Problem. Your answer must be a word-for-word copy of the listing, with all pictures excluded.

Excerpted records.
^^^^

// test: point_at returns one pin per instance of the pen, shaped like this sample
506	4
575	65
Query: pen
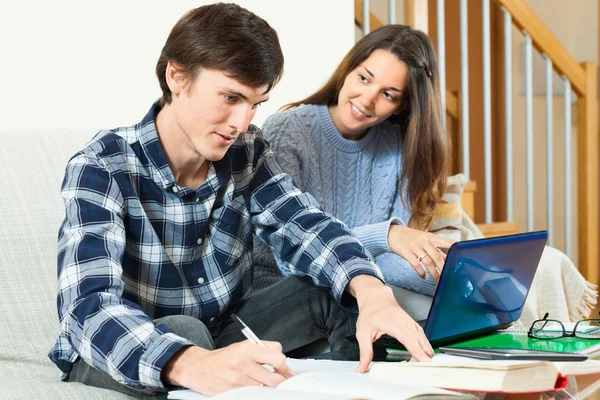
253	338
247	331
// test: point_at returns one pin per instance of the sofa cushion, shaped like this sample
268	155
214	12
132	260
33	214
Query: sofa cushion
31	211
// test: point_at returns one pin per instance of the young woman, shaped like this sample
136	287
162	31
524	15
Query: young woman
370	147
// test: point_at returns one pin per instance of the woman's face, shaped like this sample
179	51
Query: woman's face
371	93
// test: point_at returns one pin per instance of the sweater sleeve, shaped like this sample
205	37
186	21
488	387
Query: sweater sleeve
280	132
395	269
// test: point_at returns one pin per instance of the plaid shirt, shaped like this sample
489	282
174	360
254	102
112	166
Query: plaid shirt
135	246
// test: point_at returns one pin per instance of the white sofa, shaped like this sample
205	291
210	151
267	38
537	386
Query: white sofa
31	211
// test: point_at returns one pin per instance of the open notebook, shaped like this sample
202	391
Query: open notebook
326	379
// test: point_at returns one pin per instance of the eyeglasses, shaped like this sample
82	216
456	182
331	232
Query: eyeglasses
547	329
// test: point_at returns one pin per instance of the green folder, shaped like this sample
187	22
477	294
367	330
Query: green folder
517	340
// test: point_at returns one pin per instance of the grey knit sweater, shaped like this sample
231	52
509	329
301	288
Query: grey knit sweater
355	181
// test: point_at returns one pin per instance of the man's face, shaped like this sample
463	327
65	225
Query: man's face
213	110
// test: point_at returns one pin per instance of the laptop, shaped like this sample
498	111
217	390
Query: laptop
482	288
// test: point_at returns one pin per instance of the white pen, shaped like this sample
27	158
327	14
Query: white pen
253	338
247	331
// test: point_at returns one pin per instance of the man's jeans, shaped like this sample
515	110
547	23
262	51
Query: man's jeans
293	312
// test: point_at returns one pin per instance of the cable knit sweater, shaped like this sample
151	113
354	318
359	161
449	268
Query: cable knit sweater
356	181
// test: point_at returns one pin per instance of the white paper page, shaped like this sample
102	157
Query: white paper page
457	361
299	366
264	393
185	394
356	385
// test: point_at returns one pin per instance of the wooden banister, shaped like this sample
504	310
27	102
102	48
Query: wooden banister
587	177
451	101
546	43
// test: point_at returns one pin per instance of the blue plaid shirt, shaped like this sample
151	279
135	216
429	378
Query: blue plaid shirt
135	246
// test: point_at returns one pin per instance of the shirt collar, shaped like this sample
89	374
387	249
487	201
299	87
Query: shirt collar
150	143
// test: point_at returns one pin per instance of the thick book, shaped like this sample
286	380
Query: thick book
469	374
329	380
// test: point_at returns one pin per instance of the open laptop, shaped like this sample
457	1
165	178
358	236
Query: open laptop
482	288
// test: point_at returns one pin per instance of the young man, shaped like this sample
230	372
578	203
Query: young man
155	251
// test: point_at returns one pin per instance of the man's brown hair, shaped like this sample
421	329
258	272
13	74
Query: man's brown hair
224	37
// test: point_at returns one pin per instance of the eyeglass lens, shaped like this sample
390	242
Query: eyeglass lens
547	329
588	328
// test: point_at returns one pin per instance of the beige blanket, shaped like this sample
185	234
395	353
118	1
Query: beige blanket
558	288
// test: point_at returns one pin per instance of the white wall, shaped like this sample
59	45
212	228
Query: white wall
82	64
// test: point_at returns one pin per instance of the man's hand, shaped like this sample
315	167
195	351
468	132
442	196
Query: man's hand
380	313
211	372
419	248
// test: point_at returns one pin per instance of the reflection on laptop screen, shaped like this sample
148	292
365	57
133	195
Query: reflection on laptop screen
484	284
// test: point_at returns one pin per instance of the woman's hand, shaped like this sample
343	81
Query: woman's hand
419	248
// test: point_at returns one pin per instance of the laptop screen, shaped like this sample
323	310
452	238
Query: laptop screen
484	285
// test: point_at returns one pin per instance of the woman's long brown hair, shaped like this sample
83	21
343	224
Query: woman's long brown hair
425	146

^^^^

Exercise response.
// test: point_at returns one pin per instance of the pen, shaped like this sample
506	4
575	65
Query: pen
253	338
247	331
// test: point_at returns one pin per instance of the sofa cushion, shaped like this sample
268	155
214	12
132	260
33	214
Query: sofa cushion
31	211
// test: point_at returns one pin per instance of the young woman, shaped like this sample
136	287
162	31
524	15
Query: young woman
370	147
// test: point_at returns one pin per instance of the woman's face, shaped like this sample
179	51
Query: woman's face
371	93
// test: point_at returns one pin per instance of the sweater sleeve, shaped like this sample
205	37
186	21
488	387
Query: sweater sleeve
280	132
395	269
// test: point_at returns one pin per instance of the plaid shirt, shaped like this sample
489	282
174	360
254	102
112	166
Query: plaid shirt
135	246
// test: point_at returns one pin per instance of the white sofa, shaped like this sample
205	291
210	151
267	38
537	386
Query: white sofa
31	211
// test: point_at returns one pin per instance of the open notebook, shaped like this sample
202	391
Query: open notebook
326	379
// test: point_at returns one pin per instance of the eyeglasses, shaped like this sample
82	216
456	182
331	232
Query: eyeglasses
547	329
// test: point_at returns one pin per instance of the green folder, shaped like this sample
187	22
477	294
367	330
Query: green folder
517	340
// test: point_at returns one pin per instance of the grey knit sweater, shaped like this sample
231	52
509	329
301	288
Query: grey knit sweater
355	181
// test: point_at returns one pin per instance of the man's face, shaped like this sample
463	327
65	225
Query: man's face
213	110
// test: point_at returns one pin per instance of the laptop, shaped like this sample
498	111
217	390
Query: laptop
482	288
// test: point_at returns one pin per instance of the white pen, shaped like this sample
27	158
327	14
Query: white pen
253	338
247	331
// test: point_at returns one pin per instance of the man's jeans, shaped like this sample
515	110
547	23
262	51
Query: man's jeans
293	312
// test: point_at returns one pin per instance of the cable knit sweater, shaped like this sample
151	113
354	318
359	161
449	268
Query: cable knit sweater
356	181
// test: point_at returns one pin per instance of the white paper page, shaped like this sample
102	157
Query: white paper page
457	361
299	366
264	393
185	394
356	385
// test: point_at returns one pin per instance of the wooden banister, shaped like this sample
504	310
27	102
102	48
Query: wooden banister
587	177
451	101
546	43
// test: point_at returns one pin per instance of the blue plaid shirt, shaped like this sample
151	279
135	216
429	378
Query: blue plaid shirt
135	246
// test: point_at returns one pin per instance of the shirt collar, shaped like this sample
89	374
387	249
487	201
299	87
Query: shirt collar
150	143
// test: point_at returns one pin per instance of the thick book, shaped like this sample
286	380
Query: thick book
469	374
329	380
// test: point_at returns one pin per instance of the open laptop, shaped like this sample
457	1
165	178
358	236
Query: open laptop
482	288
// test: point_at returns one pin per instance of the young man, shaped like this sample
230	372
578	203
Query: young man
155	251
// test: point_at returns one pin per instance of the man's brown hair, shaped like this sample
421	329
258	272
13	74
Query: man's brown hair
224	37
// test: point_at returns one pin per instance of the eyeglass lens, shaped like this sample
390	242
Query: eyeglass lens
547	329
588	328
// test: point_at returns one pin per instance of the beige blanket, shaped like this sample
185	234
395	353
118	1
Query: beige blanket
558	288
// test: point_at returns one pin per instance of the white wall, shaped like this sample
59	45
212	228
Query: white wall
82	64
// test: point_at returns one pin per instance of the man's hand, shaped like this sample
315	167
195	351
468	132
442	196
Query: man's hand
380	313
211	372
419	248
// test: point_at returns one pin per instance of the reflection on laptop screen, shaped like this sample
148	292
365	57
133	195
Query: reflection on laptop screen
484	284
// test: point_at returns one pin per instance of the woman's hand, shaped like this sample
343	81
Query: woman's hand
419	248
// test: point_at returns one pin per instance of the laptop screen, shaped like this sample
323	310
452	238
Query: laptop screen
484	285
// test: point_at returns one pin per instance of the woman's long brown hair, shaped like this sample
83	21
343	224
Query: woman's long brown hair
425	146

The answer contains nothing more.